**Your tasks:**
1. Reproduce the passage about Charlotte and Harry from "Conflict arises when" up to and including "has been approved.".
2. Answer these from the passage about Charlotte and Harry:
(a) Which faith does Charlotte convert from?
(b) Where was Carrie's intended honeymoon?
(c) What is the name of the nanny in Sex and the City 2?

+++ Passage

Despite her original intention to keep the relationship casual, Charlotte develops emotional feelings for Harry, who is portrayed as kind, intelligent, and deeply devoted to her. At first, she attempts to mold him into her ideal partner but eventually accepts and falls in love with him as he is. Their relationship is tested when Harry reveals he made a promise to his late mother to marry within the Jewish faith. Charlotte decides to convert from Episcopalianism to Judaism, enthusiastically immersing herself in the process.

Conflict arises when Charlotte, frustrated that Harry has not proposed, confronts him and implies that he is fortunate to be with someone like her. Offended, Harry ends the relationship. Weeks later, the two reunite at a singles’ event at the synagogue, where Charlotte admits her mistakes and declares that she wants to be with him regardless of whether they marry. Harry responds by proposing, and they marry soon after.

The couple begins trying to conceive, but Charlotte encounters fertility issues similar to those in her previous marriage. They pursue adoption, and in the series finale, it is revealed that their application to adopt a baby girl from China has been approved.

In Sex and the City (2008), Charlotte and Harry are happily raising their adopted daughter, Lily. Charlotte unexpectedly becomes pregnant and gives birth to a second daughter, Rose. In Sex and the City 2 (2010), Charlotte briefly suspects Harry of having an affair with their attractive nanny, but her concerns prove unfounded.

In And Just Like That..., Charlotte and Harry remain happily married and are raising their now-teenage children in New York City. Charlotte’s friends are surprised to learn that she and Harry maintain an active sex life. When their younger child comes out as nonbinary and adopts the name "Rock," both parents are portrayed as supportive and affirming.

== Sex and the City: The Movie ==

In Sex and the City: The Movie (2008), Charlotte is shown living a contented life in New York City with her husband, Harry and their adopted daughter, Lily. When Carrie’s wedding to Mr. Big falls apart, Charlotte joins Carrie, along with Samantha and Miranda, on what was intended to be Carrie’s honeymoon in Mexico. During the trip, Charlotte avoids consuming local food, relying solely on her own provisions. However, this diet made up exclusively of pudding from Poughkeepsie eventually causes her to become ill with gastrointestinal distress.

Despite previously believing she could not conceive, Charlotte later learns she is unexpectedly pregnant, a discovery that brings her immense joy. She expresses a mixture of happiness and anxiety, remarking that she feels “so happy, she’s terrified.” The film also reveals that Charlotte had always believed Carrie and Big were meant to be together. When she later sees Big on the street, she confronts him, declaring, “I curse the day you were born.” The stress of the encounter sends her into labor. Big takes her to the hospital, where she gives birth to a daughter named Rose. The film concludes with Charlotte, Harry, and their two daughters living happily together.

== Sex and the City 2 ==

In Sex and the City 2 (2010), Charlotte is portrayed as a wealthy stay-at-home mother of two young daughters, with full-time, live-in domestic help. Despite her privileged lifestyle, she experiences significant stress related to motherhood and begins to doubt her ability to be a good parent. Her anxieties are compounded by suspicions that her husband, Harry, may be having an affair with their attractive nanny, Erin.

Charlotte joins her friends on a luxury trip to Abu Dhabi but remains unable to fully relax or disconnect from the pressures of parenting. Her concerns about infidelity are alleviated when it is revealed that Erin is a lesbian. Later, during a private conversation with Miranda in their hotel suite, Charlotte opens up about the emotional challenges of motherhood. Miranda reassures her, helping to ease her self-doubt. Following the trip, Charlotte occasionally uses Carrie’s old apartment as a personal retreat to take short breaks from her family responsibilities.

++++++
+++ Data records

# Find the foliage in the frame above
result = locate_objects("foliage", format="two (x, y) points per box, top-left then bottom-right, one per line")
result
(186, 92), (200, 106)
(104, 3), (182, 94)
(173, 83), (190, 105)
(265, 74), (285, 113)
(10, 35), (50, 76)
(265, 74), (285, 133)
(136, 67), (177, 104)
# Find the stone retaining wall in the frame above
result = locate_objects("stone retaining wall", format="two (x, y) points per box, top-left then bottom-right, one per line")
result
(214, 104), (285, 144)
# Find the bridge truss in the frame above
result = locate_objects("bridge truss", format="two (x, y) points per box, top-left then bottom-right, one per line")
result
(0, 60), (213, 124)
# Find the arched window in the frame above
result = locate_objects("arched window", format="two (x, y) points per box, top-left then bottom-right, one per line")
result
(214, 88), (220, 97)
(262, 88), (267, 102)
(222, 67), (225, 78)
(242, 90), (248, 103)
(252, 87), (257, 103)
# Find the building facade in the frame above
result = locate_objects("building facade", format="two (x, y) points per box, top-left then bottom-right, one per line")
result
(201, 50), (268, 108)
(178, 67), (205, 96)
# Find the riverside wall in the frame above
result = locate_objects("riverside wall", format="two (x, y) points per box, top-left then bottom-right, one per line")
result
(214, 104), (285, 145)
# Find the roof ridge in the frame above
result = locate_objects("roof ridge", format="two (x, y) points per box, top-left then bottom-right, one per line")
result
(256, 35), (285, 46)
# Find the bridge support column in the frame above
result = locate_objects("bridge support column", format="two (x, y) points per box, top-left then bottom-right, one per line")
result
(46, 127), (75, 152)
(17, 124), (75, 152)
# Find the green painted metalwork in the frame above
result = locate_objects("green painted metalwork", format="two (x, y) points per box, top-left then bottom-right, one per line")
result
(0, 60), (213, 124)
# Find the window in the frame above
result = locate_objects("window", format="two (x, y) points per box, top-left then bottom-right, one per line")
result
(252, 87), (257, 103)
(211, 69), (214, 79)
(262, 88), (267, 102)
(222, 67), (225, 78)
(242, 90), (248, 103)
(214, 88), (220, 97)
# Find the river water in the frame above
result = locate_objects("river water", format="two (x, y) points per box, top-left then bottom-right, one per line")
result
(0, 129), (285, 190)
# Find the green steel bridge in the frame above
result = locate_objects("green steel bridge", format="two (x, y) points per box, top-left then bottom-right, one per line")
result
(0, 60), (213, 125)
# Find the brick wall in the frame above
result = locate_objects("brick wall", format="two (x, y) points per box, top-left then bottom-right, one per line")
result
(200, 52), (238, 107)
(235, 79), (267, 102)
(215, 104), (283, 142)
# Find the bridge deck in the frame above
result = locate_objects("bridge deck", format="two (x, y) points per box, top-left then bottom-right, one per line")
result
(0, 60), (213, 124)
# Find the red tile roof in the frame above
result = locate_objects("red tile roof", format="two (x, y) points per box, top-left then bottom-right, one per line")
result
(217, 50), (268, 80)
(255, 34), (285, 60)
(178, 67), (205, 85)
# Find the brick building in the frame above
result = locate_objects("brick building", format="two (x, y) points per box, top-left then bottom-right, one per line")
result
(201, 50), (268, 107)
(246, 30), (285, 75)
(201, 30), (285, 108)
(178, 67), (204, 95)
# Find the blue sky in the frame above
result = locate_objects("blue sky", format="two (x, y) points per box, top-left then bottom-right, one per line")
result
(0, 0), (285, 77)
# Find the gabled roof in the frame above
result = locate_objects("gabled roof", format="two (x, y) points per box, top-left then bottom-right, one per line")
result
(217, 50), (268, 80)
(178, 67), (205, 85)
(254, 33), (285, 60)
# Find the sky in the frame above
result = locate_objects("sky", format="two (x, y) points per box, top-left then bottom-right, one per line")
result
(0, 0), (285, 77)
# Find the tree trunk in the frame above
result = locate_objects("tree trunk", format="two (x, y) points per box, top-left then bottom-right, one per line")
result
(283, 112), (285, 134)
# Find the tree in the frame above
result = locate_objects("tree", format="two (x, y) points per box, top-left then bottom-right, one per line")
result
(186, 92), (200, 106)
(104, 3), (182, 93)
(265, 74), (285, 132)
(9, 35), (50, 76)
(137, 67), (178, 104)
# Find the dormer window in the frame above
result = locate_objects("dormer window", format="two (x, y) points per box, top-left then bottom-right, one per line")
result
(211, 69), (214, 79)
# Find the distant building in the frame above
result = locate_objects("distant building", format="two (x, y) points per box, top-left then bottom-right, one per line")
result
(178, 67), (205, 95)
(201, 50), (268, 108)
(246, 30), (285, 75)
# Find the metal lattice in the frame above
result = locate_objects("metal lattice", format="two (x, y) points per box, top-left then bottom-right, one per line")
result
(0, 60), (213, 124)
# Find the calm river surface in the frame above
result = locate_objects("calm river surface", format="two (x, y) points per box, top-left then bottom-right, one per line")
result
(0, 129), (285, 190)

++++++

**Responses in order:**
1.
Conflict arises when Charlotte, frustrated that Harry has not proposed, confronts him and implies that he is fortunate to be with someone like her. Offended, Harry ends the relationship. Weeks later, the two reunite at a singles’ event at the synagogue, where Charlotte admits her mistakes and declares that she wants to be with him regardless of whether they marry. Harry responds by proposing, and they marry soon after.

The couple begins trying to conceive, but Charlotte encounters fertility issues similar to those in her previous marriage. They pursue adoption, and in the series finale, it is revealed that their application to adopt a baby girl from China has been approved.

2.
(a) Episcopalianism
(b) Mexico
(c) Erin